▶ **PROVIDED ENTRIES**:
────────────────
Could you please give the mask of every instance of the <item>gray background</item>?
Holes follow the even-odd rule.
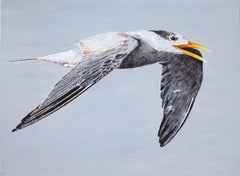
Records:
[[[237,0],[2,0],[0,174],[237,176],[240,164]],[[116,70],[48,118],[10,131],[69,69],[10,63],[69,49],[107,31],[166,29],[211,49],[179,134],[160,148],[158,64]]]

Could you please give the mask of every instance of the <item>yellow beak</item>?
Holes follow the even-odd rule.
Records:
[[[186,54],[186,55],[191,56],[200,61],[204,61],[204,59],[201,56],[191,53],[189,51],[186,51],[182,48],[196,48],[196,49],[201,49],[201,50],[210,52],[210,50],[207,49],[206,47],[204,47],[200,44],[197,44],[197,43],[193,43],[193,42],[188,42],[187,44],[181,44],[181,45],[173,45],[173,47],[179,49],[182,52],[182,54]]]

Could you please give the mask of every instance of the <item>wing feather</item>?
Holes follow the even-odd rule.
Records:
[[[55,112],[93,86],[114,68],[137,46],[137,41],[128,38],[118,47],[95,53],[78,63],[54,86],[46,100],[25,116],[12,131],[27,127]]]
[[[198,50],[186,50],[201,55]],[[201,61],[182,54],[161,64],[163,120],[158,136],[161,146],[164,146],[186,121],[200,89],[203,72]]]

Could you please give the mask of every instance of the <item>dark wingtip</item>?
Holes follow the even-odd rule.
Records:
[[[12,132],[15,132],[15,131],[17,131],[17,128],[14,128],[14,129],[12,130]]]
[[[16,128],[14,128],[12,130],[12,132],[15,132],[15,131],[20,130],[20,129],[22,129],[22,124],[21,123],[18,126],[16,126]]]
[[[159,143],[160,143],[160,147],[164,147],[165,145],[167,145],[172,140],[172,138],[175,135],[172,136],[172,133],[169,133],[169,134],[164,136],[165,130],[163,129],[163,130],[160,131],[160,129],[159,129],[159,132],[158,132]]]
[[[159,138],[159,143],[160,143],[160,147],[164,147],[168,143],[168,141],[164,141],[161,138]]]
[[[161,144],[161,143],[160,143],[160,147],[162,147],[162,148],[163,148],[164,146],[165,146],[165,144]]]

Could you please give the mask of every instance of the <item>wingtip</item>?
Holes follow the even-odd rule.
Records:
[[[160,143],[160,147],[162,147],[162,148],[163,148],[164,146],[165,146],[165,144],[161,144],[161,143]]]
[[[12,132],[15,132],[15,131],[17,131],[18,129],[17,128],[14,128],[13,130],[12,130]]]
[[[160,147],[163,148],[168,143],[168,141],[163,141],[161,140],[161,138],[159,138],[159,143],[160,143]]]
[[[167,145],[173,138],[173,137],[170,137],[169,135],[163,136],[163,134],[160,131],[158,133],[158,137],[159,137],[160,147],[164,147],[165,145]]]
[[[19,125],[17,125],[16,128],[14,128],[12,130],[12,132],[15,132],[15,131],[20,130],[20,129],[22,129],[22,124],[21,123]]]

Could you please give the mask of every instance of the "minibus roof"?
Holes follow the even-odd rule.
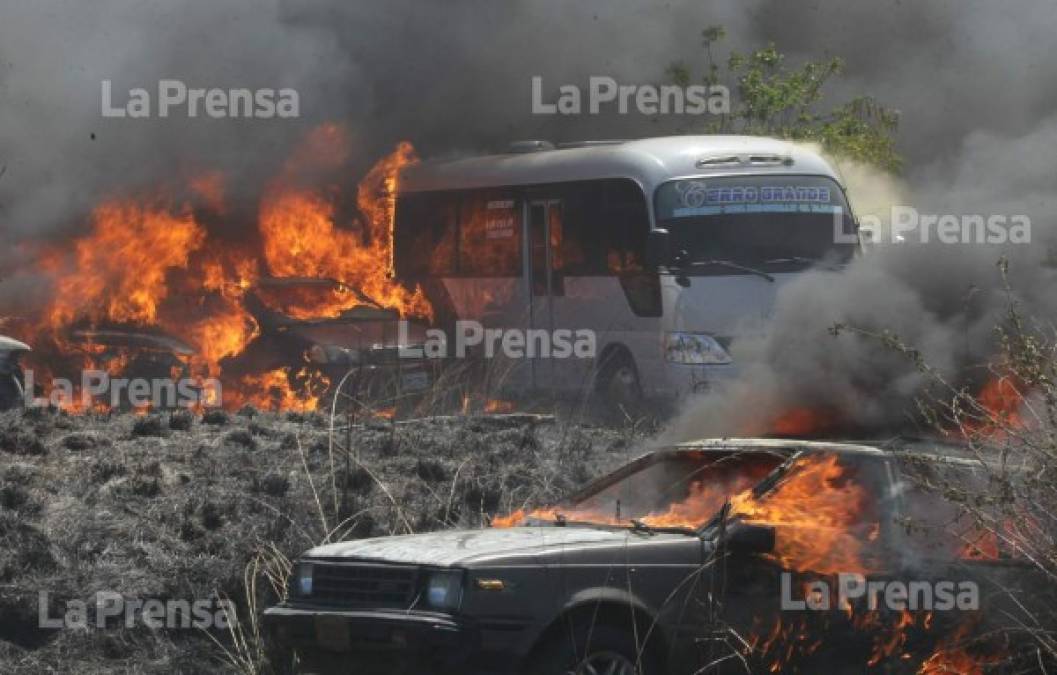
────────────────
▶ **EXERCISE**: Please make an exact copy of the records, leaving out any picture.

▶ **RESPONSE BELOW**:
Could you please give the mask of every instance of the <item>gray background</item>?
Holes follow the even-odd rule.
Records:
[[[237,0],[2,0],[0,174],[237,176],[240,164]],[[116,70],[48,118],[10,131],[69,69],[10,63],[69,49],[107,31],[166,29],[211,49],[179,134],[160,148],[158,64]]]

Could you please give the mask of every instance of the <item>yellow beak</item>?
Holes follow the even-odd rule.
Records:
[[[186,54],[186,55],[191,56],[200,61],[204,61],[204,59],[201,56],[191,53],[189,51],[186,51],[182,48],[196,48],[196,49],[201,49],[201,50],[210,52],[210,50],[207,49],[206,47],[204,47],[200,44],[197,44],[197,43],[193,43],[193,42],[188,42],[187,44],[181,44],[181,45],[173,45],[173,47],[179,49],[182,52],[182,54]]]

Could you please give the mask of every instance of the <item>wing feather</item>?
Holes follow the even-odd rule.
Records:
[[[55,112],[93,86],[114,68],[137,46],[137,41],[128,38],[118,47],[95,53],[78,63],[54,86],[46,100],[25,116],[12,131],[27,127]]]
[[[198,50],[186,50],[201,55]],[[201,61],[182,54],[161,64],[163,120],[158,136],[161,146],[164,146],[186,121],[200,89],[203,72]]]

Could you please give the mask of every instance of the <item>dark wingtip</item>?
Holes follow the even-odd rule.
Records:
[[[12,132],[15,132],[15,131],[17,131],[17,128],[14,128],[14,129],[12,130]]]
[[[16,128],[14,128],[12,130],[12,132],[15,132],[15,131],[20,130],[20,129],[22,129],[22,124],[21,123],[18,126],[16,126]]]
[[[159,143],[160,143],[160,147],[164,147],[165,145],[167,145],[172,140],[172,138],[175,135],[172,136],[172,133],[169,133],[169,134],[164,136],[165,130],[163,129],[163,130],[160,131],[160,129],[159,129],[159,132],[158,132]]]
[[[159,138],[159,143],[160,143],[160,147],[164,147],[168,143],[168,141],[164,141],[161,138]]]
[[[161,144],[161,143],[160,143],[160,147],[162,147],[162,148],[163,148],[164,146],[165,146],[165,144]]]

Could you please give the mask of every instance of the <item>wingtip</item>?
Holes follow the even-odd rule.
Records:
[[[160,143],[160,147],[162,147],[162,148],[163,148],[164,146],[165,146],[165,144],[161,144],[161,143]]]
[[[12,132],[15,132],[15,131],[17,131],[18,129],[17,128],[14,128],[13,130],[12,130]]]
[[[160,147],[163,148],[168,143],[168,141],[163,141],[161,140],[161,138],[159,138],[159,143],[160,143]]]
[[[167,145],[173,138],[173,137],[170,137],[169,135],[163,136],[163,134],[160,131],[158,133],[158,137],[159,137],[160,147],[164,147],[165,145]]]
[[[19,125],[17,125],[16,128],[14,128],[12,130],[12,132],[15,132],[15,131],[20,130],[20,129],[22,129],[22,124],[21,123]]]

Could you please give the mask of every instance of the "minibus roof"?
Holes follow the even-odd rule.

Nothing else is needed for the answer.